Task to complete
Repeat word for word everything from the line containing "Task: Where can the bicycle be" to the end of the listing, first and last lines included, and only that.

>> Start Records shown

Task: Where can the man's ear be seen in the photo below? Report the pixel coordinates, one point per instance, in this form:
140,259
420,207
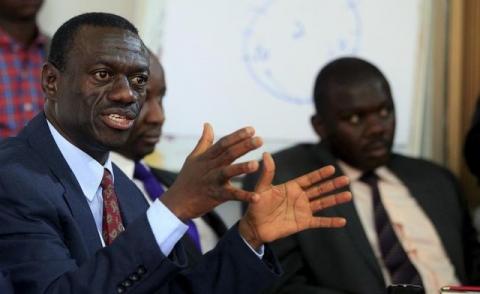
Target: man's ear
318,124
50,76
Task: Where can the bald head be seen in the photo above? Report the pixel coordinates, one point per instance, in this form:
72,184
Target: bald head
148,128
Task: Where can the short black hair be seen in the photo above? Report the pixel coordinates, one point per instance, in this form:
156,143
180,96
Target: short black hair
345,72
63,38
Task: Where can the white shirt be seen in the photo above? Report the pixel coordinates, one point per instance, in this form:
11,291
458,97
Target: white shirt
128,167
167,228
208,237
414,229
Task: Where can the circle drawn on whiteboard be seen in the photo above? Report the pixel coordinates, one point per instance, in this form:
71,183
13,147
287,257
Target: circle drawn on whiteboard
286,42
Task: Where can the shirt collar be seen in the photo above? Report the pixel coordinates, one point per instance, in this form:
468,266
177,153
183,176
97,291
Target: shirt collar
87,171
126,165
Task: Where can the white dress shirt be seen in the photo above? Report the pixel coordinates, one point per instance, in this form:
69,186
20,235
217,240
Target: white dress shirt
167,228
414,229
208,237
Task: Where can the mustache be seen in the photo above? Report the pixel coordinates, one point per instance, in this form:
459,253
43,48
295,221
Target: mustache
129,111
377,143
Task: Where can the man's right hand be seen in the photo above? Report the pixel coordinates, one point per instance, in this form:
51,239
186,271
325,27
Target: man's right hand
204,180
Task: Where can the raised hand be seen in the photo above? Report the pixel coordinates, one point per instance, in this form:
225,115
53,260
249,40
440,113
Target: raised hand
204,180
289,208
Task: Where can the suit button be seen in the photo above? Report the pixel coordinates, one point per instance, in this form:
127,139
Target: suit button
126,283
141,270
133,277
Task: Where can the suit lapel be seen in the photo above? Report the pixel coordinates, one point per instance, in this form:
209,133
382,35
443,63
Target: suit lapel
41,140
354,227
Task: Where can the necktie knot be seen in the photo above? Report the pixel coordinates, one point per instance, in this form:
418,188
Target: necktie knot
370,178
153,188
107,180
112,224
141,172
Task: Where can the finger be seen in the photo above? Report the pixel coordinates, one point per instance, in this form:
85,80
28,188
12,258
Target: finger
232,193
205,141
329,201
225,142
236,151
268,172
327,186
327,222
238,169
311,178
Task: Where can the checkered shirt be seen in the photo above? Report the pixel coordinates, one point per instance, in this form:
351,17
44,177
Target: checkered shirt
21,95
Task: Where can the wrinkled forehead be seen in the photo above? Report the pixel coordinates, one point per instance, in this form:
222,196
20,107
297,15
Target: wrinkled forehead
93,43
367,94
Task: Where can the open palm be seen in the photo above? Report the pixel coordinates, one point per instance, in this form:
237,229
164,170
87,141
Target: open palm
288,208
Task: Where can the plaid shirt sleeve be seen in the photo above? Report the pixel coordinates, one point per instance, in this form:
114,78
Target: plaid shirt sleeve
21,96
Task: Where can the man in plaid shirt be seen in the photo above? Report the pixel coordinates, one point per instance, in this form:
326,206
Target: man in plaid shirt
22,53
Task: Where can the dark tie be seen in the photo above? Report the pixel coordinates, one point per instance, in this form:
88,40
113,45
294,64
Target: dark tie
155,190
394,256
112,224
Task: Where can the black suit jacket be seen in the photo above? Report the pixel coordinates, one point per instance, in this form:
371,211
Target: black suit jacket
5,284
211,218
341,260
49,242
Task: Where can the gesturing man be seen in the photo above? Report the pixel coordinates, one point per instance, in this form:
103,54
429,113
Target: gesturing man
73,223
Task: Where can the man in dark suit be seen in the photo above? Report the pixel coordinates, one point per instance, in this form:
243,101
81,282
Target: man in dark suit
72,222
5,284
205,231
408,225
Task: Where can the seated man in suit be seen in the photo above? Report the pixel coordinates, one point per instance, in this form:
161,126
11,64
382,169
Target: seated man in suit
72,222
5,284
203,232
407,222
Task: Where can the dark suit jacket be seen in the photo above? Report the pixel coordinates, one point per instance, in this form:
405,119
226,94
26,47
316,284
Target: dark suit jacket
5,284
211,218
341,260
49,242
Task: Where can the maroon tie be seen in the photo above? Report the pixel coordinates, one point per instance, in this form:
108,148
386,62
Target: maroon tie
112,224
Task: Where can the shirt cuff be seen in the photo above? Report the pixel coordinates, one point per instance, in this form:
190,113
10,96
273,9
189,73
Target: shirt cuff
260,252
167,228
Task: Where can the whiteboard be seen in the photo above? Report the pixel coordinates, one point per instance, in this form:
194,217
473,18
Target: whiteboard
252,62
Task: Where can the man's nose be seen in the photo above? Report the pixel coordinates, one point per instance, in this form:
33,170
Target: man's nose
122,91
155,114
375,125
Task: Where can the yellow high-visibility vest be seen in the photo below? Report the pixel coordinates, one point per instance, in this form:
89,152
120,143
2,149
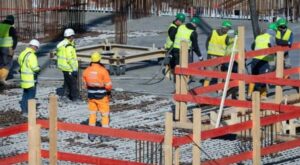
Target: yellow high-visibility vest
29,65
262,42
217,44
183,34
66,56
286,36
169,42
6,41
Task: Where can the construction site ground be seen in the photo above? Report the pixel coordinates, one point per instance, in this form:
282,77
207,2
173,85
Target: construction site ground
135,105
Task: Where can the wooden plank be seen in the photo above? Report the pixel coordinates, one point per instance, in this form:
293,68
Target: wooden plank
241,61
184,53
168,156
53,129
38,144
279,89
256,132
196,136
31,132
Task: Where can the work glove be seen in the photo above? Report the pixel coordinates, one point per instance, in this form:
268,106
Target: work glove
74,74
200,58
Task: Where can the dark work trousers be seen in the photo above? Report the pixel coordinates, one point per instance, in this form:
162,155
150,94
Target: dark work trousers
71,84
259,67
27,95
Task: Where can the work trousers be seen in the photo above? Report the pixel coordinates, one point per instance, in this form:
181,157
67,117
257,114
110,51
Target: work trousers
27,95
71,84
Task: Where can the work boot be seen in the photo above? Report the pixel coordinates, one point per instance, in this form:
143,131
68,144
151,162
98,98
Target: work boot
91,137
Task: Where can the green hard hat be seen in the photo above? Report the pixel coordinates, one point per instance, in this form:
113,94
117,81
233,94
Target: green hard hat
272,26
180,17
226,24
196,20
281,22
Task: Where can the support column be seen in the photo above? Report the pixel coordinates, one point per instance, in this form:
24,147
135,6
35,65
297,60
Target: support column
53,129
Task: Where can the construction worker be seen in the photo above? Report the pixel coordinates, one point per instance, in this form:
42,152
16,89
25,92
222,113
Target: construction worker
188,33
97,81
68,64
8,43
284,37
260,64
216,45
170,60
29,69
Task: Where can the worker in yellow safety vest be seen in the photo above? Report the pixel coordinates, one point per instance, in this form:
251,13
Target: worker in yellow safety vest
284,37
67,62
8,43
188,33
170,60
260,64
29,69
216,45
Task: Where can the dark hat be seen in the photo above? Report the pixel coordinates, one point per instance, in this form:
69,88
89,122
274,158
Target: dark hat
10,18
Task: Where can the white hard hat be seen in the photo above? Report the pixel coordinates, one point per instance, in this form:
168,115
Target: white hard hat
34,42
69,32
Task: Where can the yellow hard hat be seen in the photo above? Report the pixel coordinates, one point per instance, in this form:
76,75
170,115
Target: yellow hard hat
95,57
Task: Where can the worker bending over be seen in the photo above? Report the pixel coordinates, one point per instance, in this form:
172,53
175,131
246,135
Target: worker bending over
29,69
67,62
260,64
97,81
8,43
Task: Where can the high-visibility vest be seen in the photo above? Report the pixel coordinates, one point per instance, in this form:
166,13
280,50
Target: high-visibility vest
262,42
29,65
230,46
183,34
217,44
285,37
97,81
66,56
169,42
6,41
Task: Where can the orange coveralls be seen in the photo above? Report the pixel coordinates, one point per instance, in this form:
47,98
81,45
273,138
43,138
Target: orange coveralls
97,81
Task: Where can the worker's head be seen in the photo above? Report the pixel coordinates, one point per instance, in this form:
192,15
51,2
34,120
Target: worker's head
195,21
35,44
272,26
180,18
281,24
10,19
226,25
69,33
96,57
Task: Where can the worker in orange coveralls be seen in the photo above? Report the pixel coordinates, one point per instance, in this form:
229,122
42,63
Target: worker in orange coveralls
97,81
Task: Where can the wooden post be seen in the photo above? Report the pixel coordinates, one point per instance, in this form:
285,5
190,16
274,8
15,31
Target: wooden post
31,132
196,136
279,74
177,156
278,89
256,132
38,144
241,61
184,54
53,130
168,156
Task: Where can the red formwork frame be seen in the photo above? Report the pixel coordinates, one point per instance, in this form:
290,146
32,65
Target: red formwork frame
286,112
195,95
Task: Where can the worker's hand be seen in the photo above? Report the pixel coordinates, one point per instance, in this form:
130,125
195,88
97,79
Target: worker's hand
74,74
200,58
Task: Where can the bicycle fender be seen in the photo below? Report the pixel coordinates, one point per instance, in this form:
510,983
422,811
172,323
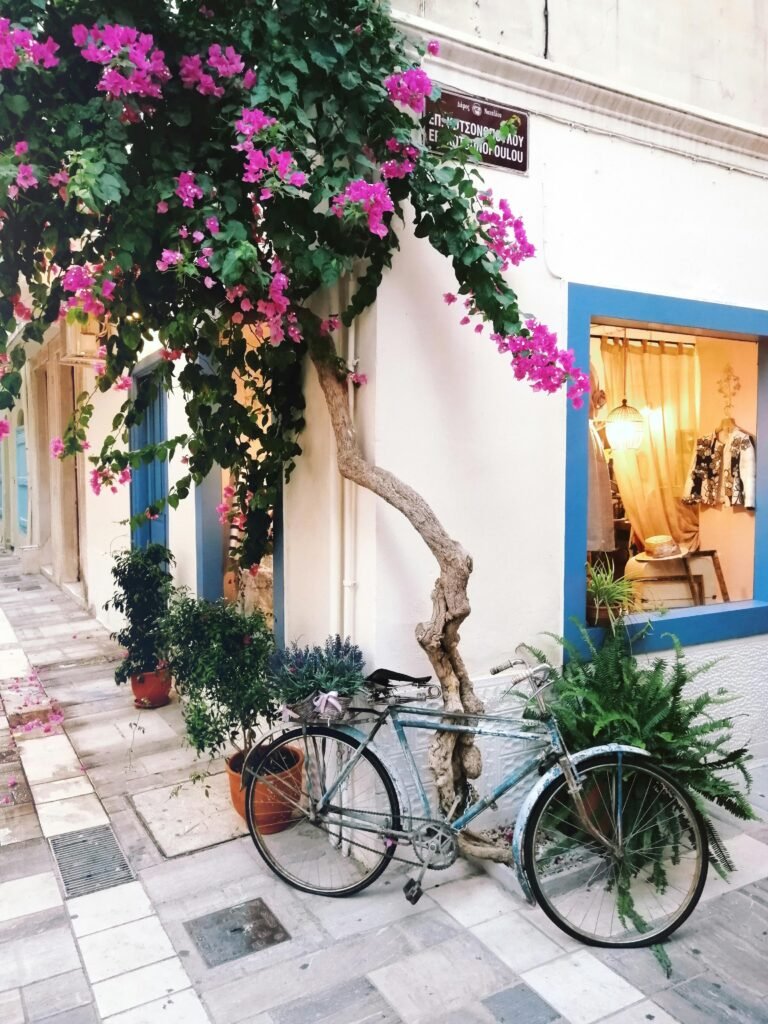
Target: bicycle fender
528,803
402,797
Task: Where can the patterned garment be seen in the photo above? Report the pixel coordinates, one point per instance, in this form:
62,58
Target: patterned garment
723,471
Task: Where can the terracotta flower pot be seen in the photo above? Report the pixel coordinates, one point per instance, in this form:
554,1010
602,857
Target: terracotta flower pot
274,803
152,689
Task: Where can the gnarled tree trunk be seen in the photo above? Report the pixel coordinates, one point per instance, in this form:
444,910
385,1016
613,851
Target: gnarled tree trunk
454,759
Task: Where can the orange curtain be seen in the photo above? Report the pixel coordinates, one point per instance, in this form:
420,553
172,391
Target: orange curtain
663,384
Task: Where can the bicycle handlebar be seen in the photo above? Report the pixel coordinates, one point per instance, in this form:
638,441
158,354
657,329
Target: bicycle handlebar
501,668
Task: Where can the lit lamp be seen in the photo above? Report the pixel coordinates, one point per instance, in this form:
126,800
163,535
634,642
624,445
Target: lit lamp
625,425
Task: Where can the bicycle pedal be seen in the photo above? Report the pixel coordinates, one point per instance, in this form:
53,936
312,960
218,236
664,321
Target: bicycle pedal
413,891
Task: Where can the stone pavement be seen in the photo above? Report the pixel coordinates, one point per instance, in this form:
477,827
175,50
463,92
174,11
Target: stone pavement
204,933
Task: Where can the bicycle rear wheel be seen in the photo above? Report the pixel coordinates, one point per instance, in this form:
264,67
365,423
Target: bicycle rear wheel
641,891
334,848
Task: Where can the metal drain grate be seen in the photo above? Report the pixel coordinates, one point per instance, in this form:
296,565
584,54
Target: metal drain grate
90,860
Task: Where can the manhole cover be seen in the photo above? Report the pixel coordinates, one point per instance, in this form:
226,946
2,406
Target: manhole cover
90,860
236,932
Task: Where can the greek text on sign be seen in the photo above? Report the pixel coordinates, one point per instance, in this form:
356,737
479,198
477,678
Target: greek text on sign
476,119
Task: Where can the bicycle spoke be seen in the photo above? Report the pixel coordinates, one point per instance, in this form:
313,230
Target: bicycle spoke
629,896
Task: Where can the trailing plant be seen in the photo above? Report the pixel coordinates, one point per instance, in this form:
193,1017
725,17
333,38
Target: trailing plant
297,672
142,590
609,696
195,174
218,657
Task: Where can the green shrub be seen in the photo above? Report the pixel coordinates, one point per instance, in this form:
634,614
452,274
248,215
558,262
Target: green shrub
142,589
611,697
296,672
218,657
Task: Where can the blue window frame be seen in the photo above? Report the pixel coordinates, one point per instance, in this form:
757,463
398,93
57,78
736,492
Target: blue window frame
704,624
23,479
150,481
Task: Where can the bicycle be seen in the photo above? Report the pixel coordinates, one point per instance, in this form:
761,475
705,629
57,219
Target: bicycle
607,844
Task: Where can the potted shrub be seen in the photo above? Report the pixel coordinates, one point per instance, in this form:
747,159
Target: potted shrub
142,588
316,682
218,656
604,693
607,597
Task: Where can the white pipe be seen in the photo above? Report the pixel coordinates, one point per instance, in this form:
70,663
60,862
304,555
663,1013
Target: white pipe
349,512
336,539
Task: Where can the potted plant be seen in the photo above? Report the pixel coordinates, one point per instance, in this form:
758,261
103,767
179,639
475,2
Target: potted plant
607,597
142,588
603,694
316,682
218,655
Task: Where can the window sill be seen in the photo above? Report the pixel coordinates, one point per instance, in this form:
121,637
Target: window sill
698,625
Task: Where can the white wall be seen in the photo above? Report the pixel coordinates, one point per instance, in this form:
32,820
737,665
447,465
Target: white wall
105,515
605,208
702,53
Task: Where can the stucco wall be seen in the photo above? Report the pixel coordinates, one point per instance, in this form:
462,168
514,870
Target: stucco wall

>> End Records shown

Task response
Task: Where can the bicycle be seen in the photo above? Report the pixel coordinates, one point per instance, in this form:
761,475
705,629
57,219
Target: bicycle
607,844
Task: Where can the potted shrub be seen in the photo above? Report the pixel coordinates, one point per instance, in this form:
747,159
Target: potted shrub
142,588
316,682
218,656
604,693
607,597
Task: Where can the white pipe be seen in the photo above? Report the pixel coordinates, one point per instance, in this form:
70,663
60,862
304,555
663,1013
Target: white pipe
349,512
336,539
Task: Where can the potted plant be seen in the photo above? Report the pixel coordinates, one point per instance, in this form:
758,261
103,767
179,639
475,2
Target: potted plant
607,597
142,588
603,694
316,682
218,655
Task: Where can the window sill be seen in the photo above? Report the pixel coordinates, one point per instance, in this form:
121,637
Target: window sill
698,625
Task: Where can the white wall be seen in the photo above? Report the pixel coordinates, one point per instance, in this form:
32,820
737,665
447,465
Target: white wall
105,515
605,208
702,53
Task: Where can the stucco wall be seen in the photo above? Report the pixel coordinates, one point per instance, in this form:
462,168
514,870
Target: stucco wall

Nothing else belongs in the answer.